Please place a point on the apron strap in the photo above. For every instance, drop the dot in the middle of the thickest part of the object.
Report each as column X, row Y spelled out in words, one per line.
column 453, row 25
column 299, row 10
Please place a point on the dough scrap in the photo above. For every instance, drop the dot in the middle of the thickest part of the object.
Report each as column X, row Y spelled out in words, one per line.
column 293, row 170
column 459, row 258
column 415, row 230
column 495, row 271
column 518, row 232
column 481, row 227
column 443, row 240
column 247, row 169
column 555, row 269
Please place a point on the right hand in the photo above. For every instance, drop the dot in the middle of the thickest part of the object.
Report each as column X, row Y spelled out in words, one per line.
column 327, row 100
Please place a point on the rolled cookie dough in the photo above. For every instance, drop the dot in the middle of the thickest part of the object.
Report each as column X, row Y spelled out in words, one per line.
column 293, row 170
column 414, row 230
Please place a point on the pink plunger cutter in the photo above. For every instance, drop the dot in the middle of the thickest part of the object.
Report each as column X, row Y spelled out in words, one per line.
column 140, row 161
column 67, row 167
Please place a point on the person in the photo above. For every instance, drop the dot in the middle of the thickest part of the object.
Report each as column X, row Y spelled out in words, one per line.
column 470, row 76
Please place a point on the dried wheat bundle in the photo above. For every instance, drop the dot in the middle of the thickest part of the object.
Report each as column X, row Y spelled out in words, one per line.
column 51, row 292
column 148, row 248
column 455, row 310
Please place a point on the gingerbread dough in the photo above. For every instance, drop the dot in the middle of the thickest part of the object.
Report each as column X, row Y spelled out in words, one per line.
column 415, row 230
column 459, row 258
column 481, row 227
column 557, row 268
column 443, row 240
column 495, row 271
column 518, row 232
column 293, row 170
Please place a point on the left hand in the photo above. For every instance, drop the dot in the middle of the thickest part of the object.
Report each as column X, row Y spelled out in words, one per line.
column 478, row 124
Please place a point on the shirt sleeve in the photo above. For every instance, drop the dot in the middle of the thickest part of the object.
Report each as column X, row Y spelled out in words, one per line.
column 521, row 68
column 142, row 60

#### [What is needed]
Wherever "hand" appears in a line of the entries, copy that line.

#### [Solution]
Please place a point on the right hand in the photo above. For every instance, drop the dot in the middle of the thickest part of the object.
Please place a point on the left hand in the photo above. For every instance, drop the dot in the middle of the thickest part of the object.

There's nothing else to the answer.